**The task**
Can you transcribe the data listing below line for line, leaving every character unchanged?

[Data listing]

::::

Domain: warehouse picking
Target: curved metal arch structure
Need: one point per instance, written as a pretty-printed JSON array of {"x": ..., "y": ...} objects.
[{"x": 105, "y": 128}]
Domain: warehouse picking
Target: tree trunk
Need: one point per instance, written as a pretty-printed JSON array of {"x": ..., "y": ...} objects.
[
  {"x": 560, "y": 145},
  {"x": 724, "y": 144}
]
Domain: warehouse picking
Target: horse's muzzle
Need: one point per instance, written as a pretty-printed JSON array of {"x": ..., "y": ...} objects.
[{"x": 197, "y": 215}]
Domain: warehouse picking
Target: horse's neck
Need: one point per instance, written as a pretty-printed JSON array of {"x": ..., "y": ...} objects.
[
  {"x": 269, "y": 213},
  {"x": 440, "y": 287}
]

::::

**Expected answer**
Domain: warehouse picking
Target: curved metal arch structure
Need: one point per instance, written as a pretty-printed JSON array of {"x": ..., "y": ...} objects.
[{"x": 105, "y": 128}]
Domain: warehouse picking
Target: tree trunk
Need: one point per instance, written as a pretty-printed JSON array of {"x": ..., "y": ...} objects.
[
  {"x": 560, "y": 145},
  {"x": 724, "y": 144}
]
Domain: warehouse picking
Target: horse's muzzle
Need: one point per instance, written as a pretty-printed JSON array of {"x": ..., "y": ...} objects.
[{"x": 197, "y": 215}]
Domain: warehouse picking
Target: horse's neck
Need: one point per instance, written as a pretty-printed JSON array of {"x": ..., "y": ...} objects.
[
  {"x": 269, "y": 213},
  {"x": 440, "y": 287}
]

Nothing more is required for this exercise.